_Work task_:
From the end-of-summer text below, list each thing the writer names dodging on a busy afternoon driving down Rehoboth Avenue.

_Text excerpt_:
The fat lady is about to sing. It’s August. Can you believe it? The end of summer looms large. You can feel it now. You are like a technician carrying a precious cargo, such as transporting an organ donor cooler in your car. You catch yourself tiptoeing so as not to upset the rotation of the earth. Your mind is racing constantly, and you actually can hear your eyelids blink. You don’t dare breathe in case by some act of God, or even more frightening, Congress, a decree is issued that summer doesn’t come to an end. Ever!
The difference in this last month or so is that you are in a weakened condition, maybe from all those green arrows on left-hand turn lanes that allow just half a car through, or the woman behind you honking her horn because you are not pulling out in traffic that is going the speed of light. She is in a hurry, you can tell by the curlers in her hair and the black pencil eyebrows. You hesitate just for a second and you are history, especially since the car just in front of you had a rear bumper sticker that read, “Keep honking, I’m reloading.”
Your immune system is shot from looking for a parking space at least two ZIP codes away. You no longer produce white blood cells; they’ve been left on the road, spilling out of your body after a near miss when someone pulling a boat trailer the size of Ohio shot from three lanes over and inserted himself in front of you; it goes without saying there was no signaling.
In fact, you’ve been ready for the end of summer since the first week in April but never really told anyone, just kept it inside where it ate away at you until it blew up one day like an enormous boil and you took it out on your goldfish. Out of remorse, eventually you had that goldfish stuffed and mounted, but it doesn’t make up for the rage. It’s the little things that have driven you over the edge this summer.
Seriously? There isn’t enough Advil on the shelves after dodging bikes, scooters, pedestrians and cars on a busy afternoon driving down Rehoboth Avenue. That’s why I always check my grille and under the car when I get home. You never know what got dragged along.

_Record set_:

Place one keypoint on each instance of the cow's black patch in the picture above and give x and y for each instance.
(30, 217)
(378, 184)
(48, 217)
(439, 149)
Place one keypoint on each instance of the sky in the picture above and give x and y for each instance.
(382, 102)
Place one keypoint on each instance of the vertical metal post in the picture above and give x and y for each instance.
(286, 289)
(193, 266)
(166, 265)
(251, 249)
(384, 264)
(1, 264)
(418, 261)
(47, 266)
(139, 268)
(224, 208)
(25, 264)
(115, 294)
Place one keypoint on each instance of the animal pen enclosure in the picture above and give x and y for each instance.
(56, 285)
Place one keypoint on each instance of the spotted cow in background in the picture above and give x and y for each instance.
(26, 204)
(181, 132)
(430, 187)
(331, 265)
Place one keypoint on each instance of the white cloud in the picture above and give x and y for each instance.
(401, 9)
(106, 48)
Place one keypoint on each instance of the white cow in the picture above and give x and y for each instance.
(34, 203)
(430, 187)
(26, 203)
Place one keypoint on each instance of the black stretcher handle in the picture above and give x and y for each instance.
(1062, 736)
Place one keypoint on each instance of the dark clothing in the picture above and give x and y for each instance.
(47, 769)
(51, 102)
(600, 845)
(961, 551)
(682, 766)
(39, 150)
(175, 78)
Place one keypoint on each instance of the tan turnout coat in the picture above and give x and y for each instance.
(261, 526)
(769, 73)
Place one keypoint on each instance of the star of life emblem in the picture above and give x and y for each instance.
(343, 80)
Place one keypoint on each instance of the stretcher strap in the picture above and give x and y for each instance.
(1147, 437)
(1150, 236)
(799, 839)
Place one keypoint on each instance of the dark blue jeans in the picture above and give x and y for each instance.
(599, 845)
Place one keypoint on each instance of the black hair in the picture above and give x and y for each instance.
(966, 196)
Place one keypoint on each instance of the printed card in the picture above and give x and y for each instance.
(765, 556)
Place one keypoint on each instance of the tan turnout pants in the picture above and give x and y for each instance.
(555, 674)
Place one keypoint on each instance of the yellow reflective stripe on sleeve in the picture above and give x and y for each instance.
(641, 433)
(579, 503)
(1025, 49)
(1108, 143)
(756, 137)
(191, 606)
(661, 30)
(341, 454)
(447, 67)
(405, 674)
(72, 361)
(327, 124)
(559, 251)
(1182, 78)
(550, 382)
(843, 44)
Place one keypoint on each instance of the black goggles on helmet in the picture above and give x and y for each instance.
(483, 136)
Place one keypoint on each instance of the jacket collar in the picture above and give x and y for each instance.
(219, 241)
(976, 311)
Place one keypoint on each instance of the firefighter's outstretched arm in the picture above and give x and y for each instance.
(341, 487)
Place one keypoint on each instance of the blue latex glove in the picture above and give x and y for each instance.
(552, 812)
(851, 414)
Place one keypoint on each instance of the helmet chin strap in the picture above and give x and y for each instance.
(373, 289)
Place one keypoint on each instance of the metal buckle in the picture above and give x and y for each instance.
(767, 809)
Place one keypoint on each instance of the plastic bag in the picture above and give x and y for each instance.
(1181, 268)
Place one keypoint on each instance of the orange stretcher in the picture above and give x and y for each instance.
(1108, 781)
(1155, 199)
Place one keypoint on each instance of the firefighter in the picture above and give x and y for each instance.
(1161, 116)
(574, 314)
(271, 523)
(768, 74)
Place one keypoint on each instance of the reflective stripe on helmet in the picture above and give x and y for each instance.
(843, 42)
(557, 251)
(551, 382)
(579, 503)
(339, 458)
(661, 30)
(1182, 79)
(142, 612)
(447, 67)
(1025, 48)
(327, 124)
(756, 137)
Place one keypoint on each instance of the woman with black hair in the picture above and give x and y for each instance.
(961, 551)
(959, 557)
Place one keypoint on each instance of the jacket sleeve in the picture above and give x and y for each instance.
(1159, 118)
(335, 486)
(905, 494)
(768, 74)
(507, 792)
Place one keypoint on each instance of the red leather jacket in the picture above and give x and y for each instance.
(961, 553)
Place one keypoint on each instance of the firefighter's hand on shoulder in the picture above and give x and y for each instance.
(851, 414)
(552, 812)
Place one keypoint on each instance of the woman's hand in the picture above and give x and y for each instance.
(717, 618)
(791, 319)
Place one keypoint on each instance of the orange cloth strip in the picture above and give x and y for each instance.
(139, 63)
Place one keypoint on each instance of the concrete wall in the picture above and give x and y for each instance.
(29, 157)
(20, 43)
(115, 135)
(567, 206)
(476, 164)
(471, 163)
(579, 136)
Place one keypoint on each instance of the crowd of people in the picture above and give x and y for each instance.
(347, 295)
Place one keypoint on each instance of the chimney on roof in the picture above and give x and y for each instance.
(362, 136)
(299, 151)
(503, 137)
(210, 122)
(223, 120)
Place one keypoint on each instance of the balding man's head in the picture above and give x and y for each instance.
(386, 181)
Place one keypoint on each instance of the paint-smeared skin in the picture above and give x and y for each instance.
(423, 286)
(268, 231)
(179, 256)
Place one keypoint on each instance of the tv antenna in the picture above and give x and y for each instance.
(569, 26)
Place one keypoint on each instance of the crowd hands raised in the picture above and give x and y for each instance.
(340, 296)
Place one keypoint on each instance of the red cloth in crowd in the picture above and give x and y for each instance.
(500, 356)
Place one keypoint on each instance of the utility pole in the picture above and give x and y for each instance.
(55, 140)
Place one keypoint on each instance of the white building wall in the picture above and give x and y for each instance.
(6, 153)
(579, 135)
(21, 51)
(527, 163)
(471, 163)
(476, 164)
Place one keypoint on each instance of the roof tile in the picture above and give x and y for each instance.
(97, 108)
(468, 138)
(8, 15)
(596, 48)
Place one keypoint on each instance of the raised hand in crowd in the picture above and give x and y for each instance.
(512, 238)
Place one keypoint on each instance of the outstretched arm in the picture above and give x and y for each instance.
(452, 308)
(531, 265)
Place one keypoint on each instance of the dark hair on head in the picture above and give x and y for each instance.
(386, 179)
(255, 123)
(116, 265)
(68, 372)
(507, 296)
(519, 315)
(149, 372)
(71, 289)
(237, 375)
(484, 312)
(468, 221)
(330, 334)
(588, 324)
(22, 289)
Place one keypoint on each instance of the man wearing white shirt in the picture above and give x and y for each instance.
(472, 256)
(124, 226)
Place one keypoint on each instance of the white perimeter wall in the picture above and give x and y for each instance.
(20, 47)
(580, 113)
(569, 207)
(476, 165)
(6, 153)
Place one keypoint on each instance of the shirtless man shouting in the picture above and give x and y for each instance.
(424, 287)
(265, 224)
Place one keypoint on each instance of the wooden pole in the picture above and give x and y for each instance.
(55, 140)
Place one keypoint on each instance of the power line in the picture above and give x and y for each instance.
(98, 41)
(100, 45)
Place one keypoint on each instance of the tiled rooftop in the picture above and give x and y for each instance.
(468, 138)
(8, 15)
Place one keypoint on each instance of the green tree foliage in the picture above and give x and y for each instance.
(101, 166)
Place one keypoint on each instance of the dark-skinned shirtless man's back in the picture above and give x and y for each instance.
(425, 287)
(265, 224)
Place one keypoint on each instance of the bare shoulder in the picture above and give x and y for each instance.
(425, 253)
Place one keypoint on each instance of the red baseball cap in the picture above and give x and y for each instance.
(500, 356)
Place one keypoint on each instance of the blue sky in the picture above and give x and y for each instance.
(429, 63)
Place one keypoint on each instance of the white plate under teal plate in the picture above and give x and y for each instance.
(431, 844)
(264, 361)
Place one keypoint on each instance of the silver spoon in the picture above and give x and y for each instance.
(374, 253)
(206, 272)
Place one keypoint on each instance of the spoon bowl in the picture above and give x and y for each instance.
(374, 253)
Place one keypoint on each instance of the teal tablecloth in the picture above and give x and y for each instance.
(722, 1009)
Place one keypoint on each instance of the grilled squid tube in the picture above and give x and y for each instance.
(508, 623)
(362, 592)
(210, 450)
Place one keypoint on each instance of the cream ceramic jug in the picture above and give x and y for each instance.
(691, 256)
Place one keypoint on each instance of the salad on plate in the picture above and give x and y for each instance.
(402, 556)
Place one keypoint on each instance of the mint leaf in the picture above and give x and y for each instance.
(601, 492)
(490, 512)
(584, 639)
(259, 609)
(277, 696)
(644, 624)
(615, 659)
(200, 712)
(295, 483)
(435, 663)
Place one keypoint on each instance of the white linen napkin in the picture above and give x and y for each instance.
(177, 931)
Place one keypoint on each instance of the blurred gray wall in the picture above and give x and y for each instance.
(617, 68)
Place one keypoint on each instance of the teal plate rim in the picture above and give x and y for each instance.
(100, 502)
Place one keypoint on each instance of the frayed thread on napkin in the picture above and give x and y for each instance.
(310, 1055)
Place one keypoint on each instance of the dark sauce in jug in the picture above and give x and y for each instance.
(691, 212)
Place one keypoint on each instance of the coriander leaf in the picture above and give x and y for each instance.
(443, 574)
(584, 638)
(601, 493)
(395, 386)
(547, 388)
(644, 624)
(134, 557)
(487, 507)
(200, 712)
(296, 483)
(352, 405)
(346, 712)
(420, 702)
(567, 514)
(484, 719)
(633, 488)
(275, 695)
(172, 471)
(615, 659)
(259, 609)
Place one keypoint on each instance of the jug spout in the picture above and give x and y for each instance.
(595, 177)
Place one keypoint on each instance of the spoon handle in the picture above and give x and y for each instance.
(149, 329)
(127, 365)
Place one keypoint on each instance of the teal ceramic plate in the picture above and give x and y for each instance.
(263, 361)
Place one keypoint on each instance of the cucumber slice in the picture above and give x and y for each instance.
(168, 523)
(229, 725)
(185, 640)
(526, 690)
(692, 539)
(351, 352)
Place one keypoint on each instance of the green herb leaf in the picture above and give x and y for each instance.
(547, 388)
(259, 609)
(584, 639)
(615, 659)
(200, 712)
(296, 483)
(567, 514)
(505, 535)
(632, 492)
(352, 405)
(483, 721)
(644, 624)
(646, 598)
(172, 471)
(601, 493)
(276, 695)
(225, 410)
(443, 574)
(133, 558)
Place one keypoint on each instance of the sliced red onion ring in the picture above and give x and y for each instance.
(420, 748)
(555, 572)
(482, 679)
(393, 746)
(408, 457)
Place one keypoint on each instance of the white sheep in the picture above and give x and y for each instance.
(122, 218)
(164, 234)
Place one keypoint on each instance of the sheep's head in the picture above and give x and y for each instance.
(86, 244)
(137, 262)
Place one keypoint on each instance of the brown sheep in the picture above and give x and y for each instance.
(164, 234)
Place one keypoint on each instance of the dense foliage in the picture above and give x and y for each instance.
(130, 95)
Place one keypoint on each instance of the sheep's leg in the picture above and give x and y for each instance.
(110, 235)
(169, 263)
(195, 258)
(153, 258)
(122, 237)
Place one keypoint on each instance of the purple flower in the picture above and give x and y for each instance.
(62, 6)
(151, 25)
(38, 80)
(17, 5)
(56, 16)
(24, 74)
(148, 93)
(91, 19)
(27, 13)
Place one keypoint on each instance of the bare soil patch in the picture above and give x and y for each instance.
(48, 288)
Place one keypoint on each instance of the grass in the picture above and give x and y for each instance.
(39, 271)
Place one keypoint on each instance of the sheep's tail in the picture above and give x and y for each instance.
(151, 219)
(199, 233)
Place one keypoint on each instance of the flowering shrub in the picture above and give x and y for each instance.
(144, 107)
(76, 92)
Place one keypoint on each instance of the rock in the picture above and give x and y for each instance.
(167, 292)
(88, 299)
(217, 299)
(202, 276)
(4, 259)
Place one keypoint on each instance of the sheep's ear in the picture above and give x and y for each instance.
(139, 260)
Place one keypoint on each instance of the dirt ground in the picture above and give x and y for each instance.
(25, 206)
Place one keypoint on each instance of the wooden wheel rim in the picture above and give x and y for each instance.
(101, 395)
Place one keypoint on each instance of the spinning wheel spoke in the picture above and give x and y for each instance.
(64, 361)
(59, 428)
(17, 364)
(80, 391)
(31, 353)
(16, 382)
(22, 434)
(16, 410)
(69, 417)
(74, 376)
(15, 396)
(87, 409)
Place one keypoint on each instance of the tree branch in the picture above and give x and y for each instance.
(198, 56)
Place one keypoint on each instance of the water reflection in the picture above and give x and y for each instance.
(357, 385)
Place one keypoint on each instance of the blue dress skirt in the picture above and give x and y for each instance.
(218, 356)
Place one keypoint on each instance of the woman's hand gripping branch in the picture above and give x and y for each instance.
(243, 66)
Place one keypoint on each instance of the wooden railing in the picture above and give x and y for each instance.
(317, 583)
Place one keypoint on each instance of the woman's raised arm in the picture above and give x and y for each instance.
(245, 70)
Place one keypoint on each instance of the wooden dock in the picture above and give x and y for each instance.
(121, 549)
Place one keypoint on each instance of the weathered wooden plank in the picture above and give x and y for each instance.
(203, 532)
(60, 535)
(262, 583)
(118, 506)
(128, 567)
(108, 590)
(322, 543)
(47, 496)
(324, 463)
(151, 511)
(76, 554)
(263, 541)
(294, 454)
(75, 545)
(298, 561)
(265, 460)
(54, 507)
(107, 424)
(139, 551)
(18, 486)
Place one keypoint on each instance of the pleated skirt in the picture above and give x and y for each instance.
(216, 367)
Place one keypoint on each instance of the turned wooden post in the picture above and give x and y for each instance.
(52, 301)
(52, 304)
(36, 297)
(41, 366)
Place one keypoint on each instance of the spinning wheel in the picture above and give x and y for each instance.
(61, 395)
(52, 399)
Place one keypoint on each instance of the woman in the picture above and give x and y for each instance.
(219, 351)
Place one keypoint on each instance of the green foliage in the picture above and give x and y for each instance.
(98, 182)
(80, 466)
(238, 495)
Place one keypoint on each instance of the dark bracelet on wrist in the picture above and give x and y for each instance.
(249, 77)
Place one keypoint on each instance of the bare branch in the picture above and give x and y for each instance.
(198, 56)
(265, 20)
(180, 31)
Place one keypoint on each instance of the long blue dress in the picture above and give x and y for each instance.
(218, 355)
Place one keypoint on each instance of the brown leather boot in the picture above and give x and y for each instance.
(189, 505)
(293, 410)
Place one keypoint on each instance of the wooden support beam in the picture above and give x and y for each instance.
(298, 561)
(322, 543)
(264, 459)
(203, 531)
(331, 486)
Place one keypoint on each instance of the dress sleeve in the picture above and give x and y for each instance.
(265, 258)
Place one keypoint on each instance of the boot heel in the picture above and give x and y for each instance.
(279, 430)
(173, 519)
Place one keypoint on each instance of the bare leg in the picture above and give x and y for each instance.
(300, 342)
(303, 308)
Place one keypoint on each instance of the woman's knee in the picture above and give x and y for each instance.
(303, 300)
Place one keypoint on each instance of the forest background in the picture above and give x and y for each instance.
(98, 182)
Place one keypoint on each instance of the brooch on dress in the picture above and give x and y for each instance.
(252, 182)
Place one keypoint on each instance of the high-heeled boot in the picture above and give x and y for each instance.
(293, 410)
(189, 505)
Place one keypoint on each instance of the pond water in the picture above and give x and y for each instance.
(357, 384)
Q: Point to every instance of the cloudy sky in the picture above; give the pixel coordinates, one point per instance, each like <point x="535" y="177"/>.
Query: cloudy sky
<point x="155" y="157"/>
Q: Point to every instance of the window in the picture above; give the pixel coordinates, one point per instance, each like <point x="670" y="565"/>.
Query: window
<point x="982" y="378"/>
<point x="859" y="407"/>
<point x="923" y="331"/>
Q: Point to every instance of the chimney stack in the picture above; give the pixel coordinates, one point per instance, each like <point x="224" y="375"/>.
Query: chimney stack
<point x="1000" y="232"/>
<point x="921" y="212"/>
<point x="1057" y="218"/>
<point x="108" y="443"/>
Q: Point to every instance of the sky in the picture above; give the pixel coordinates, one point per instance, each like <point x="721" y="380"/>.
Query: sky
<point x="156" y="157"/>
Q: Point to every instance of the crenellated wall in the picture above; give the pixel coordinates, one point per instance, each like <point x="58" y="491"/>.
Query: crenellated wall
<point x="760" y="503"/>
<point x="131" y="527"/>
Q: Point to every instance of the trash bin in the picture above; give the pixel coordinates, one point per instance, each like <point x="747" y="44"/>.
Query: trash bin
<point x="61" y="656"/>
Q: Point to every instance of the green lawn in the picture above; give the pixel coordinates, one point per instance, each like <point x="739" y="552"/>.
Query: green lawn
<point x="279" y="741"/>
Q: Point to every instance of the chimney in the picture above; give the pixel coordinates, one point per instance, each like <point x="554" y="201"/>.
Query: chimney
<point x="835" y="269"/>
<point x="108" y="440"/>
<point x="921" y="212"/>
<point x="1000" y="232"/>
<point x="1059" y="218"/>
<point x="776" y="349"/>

_Task output_:
Bikes, scooters, pedestrians, and cars.